**Work to be completed:** Print the listing below exactly. Leave nothing out.

**Material for this exercise:**
=== Section Start ===

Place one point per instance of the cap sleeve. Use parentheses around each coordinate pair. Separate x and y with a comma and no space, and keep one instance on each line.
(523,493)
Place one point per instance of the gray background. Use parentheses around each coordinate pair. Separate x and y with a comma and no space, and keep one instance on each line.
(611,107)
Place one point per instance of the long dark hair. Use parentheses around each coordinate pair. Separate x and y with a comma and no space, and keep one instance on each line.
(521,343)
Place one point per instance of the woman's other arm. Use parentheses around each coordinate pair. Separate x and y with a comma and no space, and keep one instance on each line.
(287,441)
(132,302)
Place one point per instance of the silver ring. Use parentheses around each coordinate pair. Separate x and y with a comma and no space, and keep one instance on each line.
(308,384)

=== Section End ===

**Solution for this problem:**
Place one point per instance of the cap sleeve. Use parentheses around each coordinate pair. Separate x and y with a comma and no space, and keep one instance on each line.
(523,493)
Place one point per instance of the gray background. Use parentheses around each coordinate pair. Separate x and y with a comma and no space, and keep one instance on each line.
(611,107)
Place one point per instance of the long dark hair. Use parentheses around each coordinate pair. Separate x and y with a comma and no space, and keep one instance on each line.
(521,343)
Place one point per instance of the woman's other arm. Use parentheses around each coordinate pair. Separate x and y with a comma and no space, and keep one instance on each line.
(287,441)
(132,302)
Place one point per instance of the silver ring. Use parentheses around each coordinate pair. Separate x and y with a comma and no space, and keep one instance on each line.
(308,384)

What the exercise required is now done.